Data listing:
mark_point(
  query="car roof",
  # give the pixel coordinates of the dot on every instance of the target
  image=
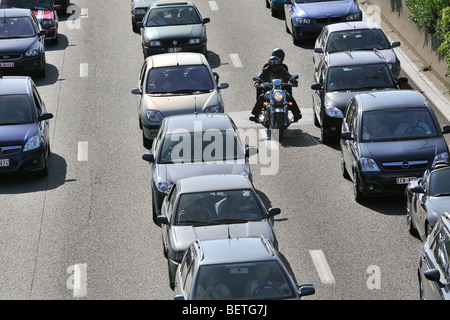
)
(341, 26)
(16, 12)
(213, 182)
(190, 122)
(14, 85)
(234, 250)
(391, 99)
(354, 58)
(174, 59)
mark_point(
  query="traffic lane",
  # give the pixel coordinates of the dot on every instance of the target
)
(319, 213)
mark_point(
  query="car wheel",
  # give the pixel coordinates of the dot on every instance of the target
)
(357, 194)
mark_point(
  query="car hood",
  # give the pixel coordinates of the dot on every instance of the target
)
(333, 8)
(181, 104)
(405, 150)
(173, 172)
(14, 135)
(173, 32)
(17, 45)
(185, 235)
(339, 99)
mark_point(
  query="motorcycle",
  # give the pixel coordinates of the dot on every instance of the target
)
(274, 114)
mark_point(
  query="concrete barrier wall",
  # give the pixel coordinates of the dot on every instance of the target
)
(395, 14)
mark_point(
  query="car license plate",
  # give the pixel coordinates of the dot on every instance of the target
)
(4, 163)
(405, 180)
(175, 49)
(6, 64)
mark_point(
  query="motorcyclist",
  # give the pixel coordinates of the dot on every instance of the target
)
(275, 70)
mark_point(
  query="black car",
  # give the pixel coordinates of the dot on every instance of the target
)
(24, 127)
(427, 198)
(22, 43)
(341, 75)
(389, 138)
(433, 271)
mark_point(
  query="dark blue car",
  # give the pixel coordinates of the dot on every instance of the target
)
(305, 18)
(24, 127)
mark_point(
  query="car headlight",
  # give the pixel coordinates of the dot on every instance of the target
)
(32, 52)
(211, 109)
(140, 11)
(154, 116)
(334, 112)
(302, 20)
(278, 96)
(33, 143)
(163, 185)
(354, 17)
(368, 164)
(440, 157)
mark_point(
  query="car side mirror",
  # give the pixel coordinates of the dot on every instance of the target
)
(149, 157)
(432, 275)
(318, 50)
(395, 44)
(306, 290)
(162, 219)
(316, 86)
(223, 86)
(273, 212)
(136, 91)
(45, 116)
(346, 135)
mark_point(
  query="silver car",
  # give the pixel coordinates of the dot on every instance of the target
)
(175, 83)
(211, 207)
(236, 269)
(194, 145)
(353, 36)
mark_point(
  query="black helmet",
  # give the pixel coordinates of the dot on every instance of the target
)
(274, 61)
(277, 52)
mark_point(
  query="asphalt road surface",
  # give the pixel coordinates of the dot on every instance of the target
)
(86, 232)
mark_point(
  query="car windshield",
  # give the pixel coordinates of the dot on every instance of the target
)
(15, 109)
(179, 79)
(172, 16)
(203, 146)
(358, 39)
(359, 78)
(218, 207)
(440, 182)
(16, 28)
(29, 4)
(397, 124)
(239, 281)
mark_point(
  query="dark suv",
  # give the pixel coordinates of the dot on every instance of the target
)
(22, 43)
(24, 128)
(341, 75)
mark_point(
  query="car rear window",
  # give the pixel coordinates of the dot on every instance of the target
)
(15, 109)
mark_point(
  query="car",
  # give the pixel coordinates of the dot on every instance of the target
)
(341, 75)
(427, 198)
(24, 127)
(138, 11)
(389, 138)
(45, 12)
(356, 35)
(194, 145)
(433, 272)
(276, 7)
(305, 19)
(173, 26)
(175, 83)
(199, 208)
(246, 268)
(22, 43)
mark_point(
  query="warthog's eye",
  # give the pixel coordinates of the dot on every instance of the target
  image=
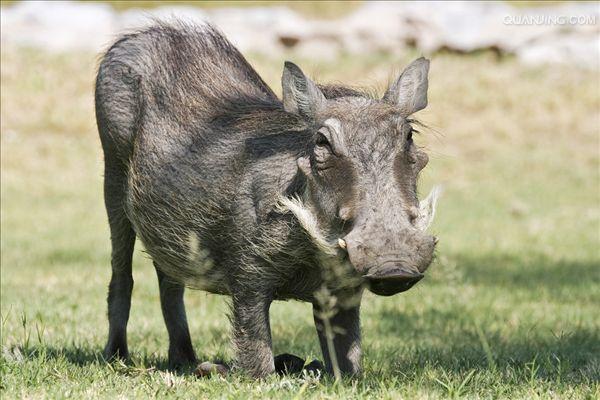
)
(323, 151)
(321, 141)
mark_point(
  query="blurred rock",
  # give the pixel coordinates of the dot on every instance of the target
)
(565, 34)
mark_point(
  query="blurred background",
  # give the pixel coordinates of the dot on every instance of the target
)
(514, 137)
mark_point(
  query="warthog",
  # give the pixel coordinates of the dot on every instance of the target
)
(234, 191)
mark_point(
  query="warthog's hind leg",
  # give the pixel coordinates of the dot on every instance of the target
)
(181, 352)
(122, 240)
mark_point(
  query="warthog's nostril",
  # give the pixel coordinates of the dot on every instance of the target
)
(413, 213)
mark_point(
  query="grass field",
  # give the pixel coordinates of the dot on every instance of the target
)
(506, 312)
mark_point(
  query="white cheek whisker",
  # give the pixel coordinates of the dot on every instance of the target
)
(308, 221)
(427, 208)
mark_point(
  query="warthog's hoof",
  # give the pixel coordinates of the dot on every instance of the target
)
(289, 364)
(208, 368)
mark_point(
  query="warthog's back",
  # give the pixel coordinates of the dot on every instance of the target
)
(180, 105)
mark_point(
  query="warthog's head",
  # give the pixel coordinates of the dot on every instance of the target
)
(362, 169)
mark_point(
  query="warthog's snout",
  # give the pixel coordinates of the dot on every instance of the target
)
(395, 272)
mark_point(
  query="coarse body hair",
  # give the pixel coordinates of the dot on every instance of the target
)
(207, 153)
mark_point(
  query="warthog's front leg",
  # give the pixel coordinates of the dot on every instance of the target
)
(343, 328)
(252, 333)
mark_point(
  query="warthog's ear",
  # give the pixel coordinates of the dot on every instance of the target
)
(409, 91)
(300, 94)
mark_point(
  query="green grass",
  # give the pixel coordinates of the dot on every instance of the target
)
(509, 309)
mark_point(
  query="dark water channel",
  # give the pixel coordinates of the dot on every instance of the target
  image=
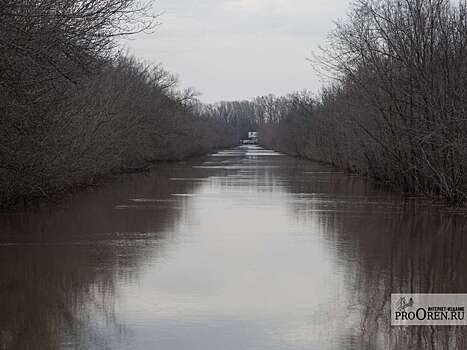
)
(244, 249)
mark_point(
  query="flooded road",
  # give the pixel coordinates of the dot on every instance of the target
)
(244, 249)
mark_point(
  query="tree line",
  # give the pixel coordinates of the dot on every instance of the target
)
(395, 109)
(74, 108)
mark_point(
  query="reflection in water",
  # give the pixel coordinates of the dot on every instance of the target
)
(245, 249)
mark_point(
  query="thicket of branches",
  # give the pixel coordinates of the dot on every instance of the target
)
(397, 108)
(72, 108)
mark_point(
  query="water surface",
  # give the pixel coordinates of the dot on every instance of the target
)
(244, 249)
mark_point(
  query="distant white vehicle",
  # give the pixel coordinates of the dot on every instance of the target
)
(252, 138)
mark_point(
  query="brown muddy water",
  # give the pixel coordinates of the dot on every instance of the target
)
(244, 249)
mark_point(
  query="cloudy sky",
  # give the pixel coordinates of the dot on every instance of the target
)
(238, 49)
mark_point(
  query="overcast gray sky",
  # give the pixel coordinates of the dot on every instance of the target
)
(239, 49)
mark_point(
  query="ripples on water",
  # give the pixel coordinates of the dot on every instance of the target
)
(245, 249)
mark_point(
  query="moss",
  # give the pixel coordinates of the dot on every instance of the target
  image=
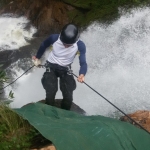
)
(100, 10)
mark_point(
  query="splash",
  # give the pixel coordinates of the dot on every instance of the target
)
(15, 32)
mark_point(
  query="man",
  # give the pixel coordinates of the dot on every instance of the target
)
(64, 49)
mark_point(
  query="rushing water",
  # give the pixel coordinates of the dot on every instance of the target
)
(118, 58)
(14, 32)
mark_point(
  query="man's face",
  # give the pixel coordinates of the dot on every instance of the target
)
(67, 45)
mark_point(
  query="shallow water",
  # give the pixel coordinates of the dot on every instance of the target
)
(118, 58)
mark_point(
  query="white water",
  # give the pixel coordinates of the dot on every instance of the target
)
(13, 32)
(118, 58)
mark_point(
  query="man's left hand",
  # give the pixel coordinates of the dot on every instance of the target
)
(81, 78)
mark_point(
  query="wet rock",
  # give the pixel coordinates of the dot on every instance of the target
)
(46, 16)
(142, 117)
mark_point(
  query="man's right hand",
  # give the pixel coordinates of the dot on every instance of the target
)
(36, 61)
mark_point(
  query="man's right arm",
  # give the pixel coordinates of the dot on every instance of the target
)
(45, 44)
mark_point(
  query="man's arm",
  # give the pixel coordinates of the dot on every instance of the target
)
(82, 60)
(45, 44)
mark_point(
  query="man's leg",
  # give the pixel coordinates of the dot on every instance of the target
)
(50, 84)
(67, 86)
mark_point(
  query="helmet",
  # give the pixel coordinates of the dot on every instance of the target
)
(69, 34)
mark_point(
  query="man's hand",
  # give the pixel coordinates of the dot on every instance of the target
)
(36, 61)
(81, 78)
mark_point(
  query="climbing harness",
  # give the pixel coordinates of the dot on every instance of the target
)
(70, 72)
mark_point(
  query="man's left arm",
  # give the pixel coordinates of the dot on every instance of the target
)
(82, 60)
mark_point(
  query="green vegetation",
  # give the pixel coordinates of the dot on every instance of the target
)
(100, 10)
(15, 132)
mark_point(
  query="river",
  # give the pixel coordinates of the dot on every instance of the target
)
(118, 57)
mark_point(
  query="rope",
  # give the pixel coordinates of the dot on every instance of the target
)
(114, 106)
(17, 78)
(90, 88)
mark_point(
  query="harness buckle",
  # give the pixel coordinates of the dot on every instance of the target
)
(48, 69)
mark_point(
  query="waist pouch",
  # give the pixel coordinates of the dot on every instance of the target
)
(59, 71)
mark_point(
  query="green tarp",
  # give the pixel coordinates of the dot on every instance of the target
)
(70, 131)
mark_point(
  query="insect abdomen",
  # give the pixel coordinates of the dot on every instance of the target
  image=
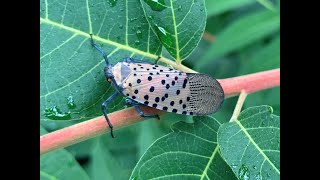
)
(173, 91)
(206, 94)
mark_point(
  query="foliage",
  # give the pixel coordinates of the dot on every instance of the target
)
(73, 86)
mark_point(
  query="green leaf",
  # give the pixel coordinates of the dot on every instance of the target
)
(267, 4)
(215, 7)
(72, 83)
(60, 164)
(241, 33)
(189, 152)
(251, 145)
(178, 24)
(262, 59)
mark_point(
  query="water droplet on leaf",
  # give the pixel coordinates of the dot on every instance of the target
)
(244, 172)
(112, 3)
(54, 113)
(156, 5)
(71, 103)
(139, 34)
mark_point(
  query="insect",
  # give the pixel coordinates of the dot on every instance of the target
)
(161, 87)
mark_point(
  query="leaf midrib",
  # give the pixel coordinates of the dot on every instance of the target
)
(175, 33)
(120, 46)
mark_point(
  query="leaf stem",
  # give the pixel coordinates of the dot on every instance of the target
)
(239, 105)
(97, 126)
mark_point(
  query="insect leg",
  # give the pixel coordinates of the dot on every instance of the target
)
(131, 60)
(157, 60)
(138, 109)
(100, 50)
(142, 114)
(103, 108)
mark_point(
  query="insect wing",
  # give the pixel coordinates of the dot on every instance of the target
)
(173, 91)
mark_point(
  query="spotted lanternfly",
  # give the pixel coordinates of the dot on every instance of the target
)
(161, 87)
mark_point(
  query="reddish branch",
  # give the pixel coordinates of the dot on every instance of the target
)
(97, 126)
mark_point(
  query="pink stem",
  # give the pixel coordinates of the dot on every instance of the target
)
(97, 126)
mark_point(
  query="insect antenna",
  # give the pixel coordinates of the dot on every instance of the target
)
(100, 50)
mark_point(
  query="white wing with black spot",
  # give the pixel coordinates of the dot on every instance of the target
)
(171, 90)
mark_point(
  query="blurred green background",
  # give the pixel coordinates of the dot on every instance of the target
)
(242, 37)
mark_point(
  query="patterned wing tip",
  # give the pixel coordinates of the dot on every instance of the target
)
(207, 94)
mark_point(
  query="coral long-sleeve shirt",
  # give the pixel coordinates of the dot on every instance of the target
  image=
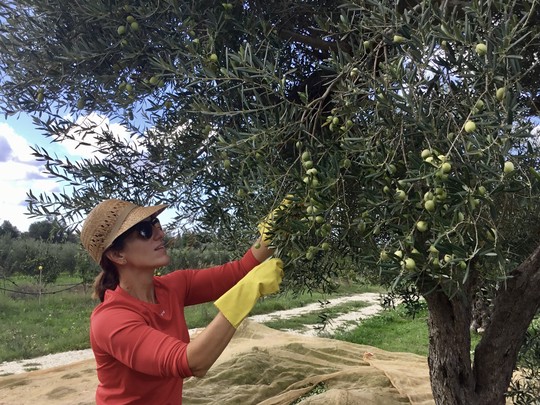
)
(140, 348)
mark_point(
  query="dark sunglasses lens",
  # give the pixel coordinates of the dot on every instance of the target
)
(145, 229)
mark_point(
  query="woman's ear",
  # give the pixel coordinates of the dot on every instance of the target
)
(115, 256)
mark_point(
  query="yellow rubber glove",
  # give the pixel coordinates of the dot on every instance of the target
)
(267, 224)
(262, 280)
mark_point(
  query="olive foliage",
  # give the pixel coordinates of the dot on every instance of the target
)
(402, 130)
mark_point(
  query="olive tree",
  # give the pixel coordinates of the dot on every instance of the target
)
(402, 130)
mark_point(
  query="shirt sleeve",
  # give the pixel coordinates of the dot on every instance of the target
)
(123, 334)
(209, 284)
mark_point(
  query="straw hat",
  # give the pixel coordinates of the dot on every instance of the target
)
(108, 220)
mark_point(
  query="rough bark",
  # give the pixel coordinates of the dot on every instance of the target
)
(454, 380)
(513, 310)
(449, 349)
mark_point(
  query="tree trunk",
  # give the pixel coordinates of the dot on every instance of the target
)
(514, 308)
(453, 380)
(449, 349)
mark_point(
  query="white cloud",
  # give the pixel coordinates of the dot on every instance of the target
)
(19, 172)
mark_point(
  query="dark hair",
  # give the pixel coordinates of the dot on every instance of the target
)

WRITTEN TASK:
Tally the lines in the data listing above that contain the word "background", treating case as significant, and give only the number.

WRITTEN ANSWER:
2